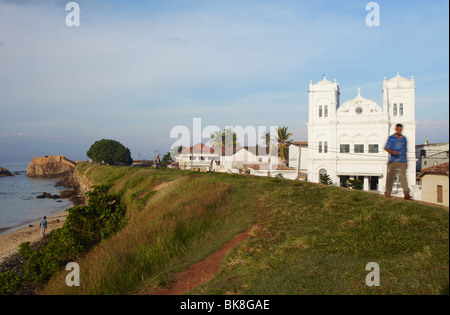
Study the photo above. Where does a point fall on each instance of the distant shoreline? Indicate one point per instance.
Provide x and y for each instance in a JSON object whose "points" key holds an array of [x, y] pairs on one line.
{"points": [[9, 242], [26, 224]]}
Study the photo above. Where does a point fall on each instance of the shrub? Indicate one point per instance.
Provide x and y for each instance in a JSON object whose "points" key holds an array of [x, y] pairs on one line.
{"points": [[110, 152], [85, 227], [325, 179], [9, 283]]}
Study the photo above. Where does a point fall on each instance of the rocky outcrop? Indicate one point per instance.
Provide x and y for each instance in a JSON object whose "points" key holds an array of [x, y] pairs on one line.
{"points": [[50, 166], [4, 172], [78, 185]]}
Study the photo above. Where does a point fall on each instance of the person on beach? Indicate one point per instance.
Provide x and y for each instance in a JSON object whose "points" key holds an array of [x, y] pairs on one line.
{"points": [[43, 226], [397, 147]]}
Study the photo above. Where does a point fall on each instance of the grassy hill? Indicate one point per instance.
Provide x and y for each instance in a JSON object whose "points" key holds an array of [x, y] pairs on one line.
{"points": [[305, 238]]}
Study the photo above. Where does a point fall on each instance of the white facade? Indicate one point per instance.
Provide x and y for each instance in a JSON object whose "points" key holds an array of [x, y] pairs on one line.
{"points": [[347, 141]]}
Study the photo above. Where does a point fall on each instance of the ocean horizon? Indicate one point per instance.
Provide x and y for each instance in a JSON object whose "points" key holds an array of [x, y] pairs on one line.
{"points": [[19, 206]]}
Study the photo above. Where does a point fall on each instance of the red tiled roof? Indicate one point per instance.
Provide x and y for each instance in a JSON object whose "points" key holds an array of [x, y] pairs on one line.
{"points": [[440, 169], [264, 167], [198, 148], [299, 143]]}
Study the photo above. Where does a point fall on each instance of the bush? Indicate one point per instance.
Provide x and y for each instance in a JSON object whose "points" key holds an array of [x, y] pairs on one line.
{"points": [[356, 184], [326, 180], [9, 283], [110, 152]]}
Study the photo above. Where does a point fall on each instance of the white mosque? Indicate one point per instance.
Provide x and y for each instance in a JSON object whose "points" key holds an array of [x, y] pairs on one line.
{"points": [[347, 141]]}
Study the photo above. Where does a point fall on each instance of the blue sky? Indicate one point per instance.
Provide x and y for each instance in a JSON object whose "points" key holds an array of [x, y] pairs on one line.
{"points": [[133, 70]]}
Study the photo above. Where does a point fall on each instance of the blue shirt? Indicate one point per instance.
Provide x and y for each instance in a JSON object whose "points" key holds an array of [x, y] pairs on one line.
{"points": [[399, 145]]}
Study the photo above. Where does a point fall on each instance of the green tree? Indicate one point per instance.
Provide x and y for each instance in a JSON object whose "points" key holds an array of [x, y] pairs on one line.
{"points": [[166, 160], [110, 152], [226, 139], [283, 138]]}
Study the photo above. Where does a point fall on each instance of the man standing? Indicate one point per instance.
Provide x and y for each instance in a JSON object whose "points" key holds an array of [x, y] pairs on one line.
{"points": [[397, 147], [43, 226]]}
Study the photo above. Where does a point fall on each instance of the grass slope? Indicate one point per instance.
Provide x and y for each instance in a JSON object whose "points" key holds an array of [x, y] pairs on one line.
{"points": [[305, 238]]}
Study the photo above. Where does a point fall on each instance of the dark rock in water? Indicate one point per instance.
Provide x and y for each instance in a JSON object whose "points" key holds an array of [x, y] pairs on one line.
{"points": [[66, 193], [48, 195], [4, 172], [50, 166]]}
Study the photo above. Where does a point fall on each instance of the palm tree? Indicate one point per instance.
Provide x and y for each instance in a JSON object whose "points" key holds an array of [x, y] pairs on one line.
{"points": [[216, 139], [283, 138], [266, 138]]}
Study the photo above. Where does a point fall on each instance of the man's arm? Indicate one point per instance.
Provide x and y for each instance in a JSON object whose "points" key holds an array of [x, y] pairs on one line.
{"points": [[393, 152]]}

•••••

- **Goal of the exercise**
Within the data above, filter for lines containing the word "tree" and copy each one.

- **Output below**
Study the photo above. Where does a point fall on each instance of the green tree? Indicate one point per instance.
Study the photo above. Where does a point fall on each instance of the palm tree? Indicate one point per instance.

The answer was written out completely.